[start]

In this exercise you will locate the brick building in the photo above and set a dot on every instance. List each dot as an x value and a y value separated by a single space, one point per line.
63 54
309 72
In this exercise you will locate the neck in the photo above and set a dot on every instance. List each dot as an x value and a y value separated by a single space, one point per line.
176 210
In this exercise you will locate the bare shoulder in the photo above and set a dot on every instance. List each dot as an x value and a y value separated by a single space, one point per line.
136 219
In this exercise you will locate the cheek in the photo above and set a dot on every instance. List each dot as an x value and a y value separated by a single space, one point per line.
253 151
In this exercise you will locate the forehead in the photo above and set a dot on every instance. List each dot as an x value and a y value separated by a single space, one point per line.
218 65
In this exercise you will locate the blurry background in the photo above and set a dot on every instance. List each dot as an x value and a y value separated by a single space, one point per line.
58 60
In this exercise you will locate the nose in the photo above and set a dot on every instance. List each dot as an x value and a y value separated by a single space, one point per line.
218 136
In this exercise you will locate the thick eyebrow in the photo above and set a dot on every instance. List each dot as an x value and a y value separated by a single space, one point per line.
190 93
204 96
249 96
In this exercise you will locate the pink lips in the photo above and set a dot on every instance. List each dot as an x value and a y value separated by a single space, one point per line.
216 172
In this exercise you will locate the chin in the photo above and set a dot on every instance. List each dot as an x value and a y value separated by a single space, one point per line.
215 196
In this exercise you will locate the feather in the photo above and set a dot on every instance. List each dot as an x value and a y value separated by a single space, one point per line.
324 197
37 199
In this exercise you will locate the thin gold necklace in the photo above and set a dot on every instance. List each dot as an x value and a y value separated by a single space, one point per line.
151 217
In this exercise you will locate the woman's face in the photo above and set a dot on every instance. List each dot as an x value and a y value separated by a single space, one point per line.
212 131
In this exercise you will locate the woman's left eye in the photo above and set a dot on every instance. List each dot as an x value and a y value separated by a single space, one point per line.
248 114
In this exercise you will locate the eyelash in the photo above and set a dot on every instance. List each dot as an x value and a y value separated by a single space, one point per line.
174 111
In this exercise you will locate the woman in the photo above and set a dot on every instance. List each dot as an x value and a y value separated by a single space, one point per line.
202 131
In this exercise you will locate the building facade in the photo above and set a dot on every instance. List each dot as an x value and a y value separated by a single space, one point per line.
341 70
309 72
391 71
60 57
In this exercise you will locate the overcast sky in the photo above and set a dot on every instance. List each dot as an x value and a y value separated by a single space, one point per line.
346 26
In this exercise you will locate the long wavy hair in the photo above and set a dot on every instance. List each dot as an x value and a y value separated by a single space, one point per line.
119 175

[end]

WHAT YOU NEED TO DO
Can you write out the material unchanged, starting with the line that contains "In this exercise you will locate the chin" and continuing through the end of the material?

COMPLETED TASK
In this exercise you will locate the chin in the photo above and set a dot on every instance. List each dot as an x value and a y value separated by a single space, one point per line.
215 196
In this exercise you will locate the feather in the photo above and set a dot on every instance. List each dot as an x value and a y value separated by a single space, one point per line.
324 197
37 199
In this exercise you will locate the thin gold necklace in the photo above and set a dot on every instance. List each dot as an x value and a y value separated by a single space, one point per line.
151 217
In this exercise you will locate the woman's face in the photo above and set a dot on every instance. List each dot as an x value and a y value separated by a single space, one point per line.
212 131
In this exercise you will locate the woman's left eye in the photo above and set a dot on every instance. List each dot as an x value and a y value separated by a single space, one point per line.
248 114
In this exercise you will locate the eyelash in the photo above and set a dot on every instance. List each dot as an x value and a y value separated by a single space, one point per line.
174 111
In this exercise you will locate the woman in the photo above and set a dot on every instance. List each dot as an x value and a y value separated by a single space, one point per line.
202 131
In this exercise you will locate the building facade in the photo above and set a dot on every instance. List each dot as an x value and a y value separated by a single space, one point per line.
341 70
309 72
391 71
60 57
In this exercise you will locate the overcast sky in the photo above and set a dot on every instance. List each dot as an x value and a y value separated by a single space, one point per line.
346 26
In this exercise you will locate the long wavy hair in the photo above and set a dot on every instance. List each dot as an x value and a y value separated by a single space, one point per line.
119 175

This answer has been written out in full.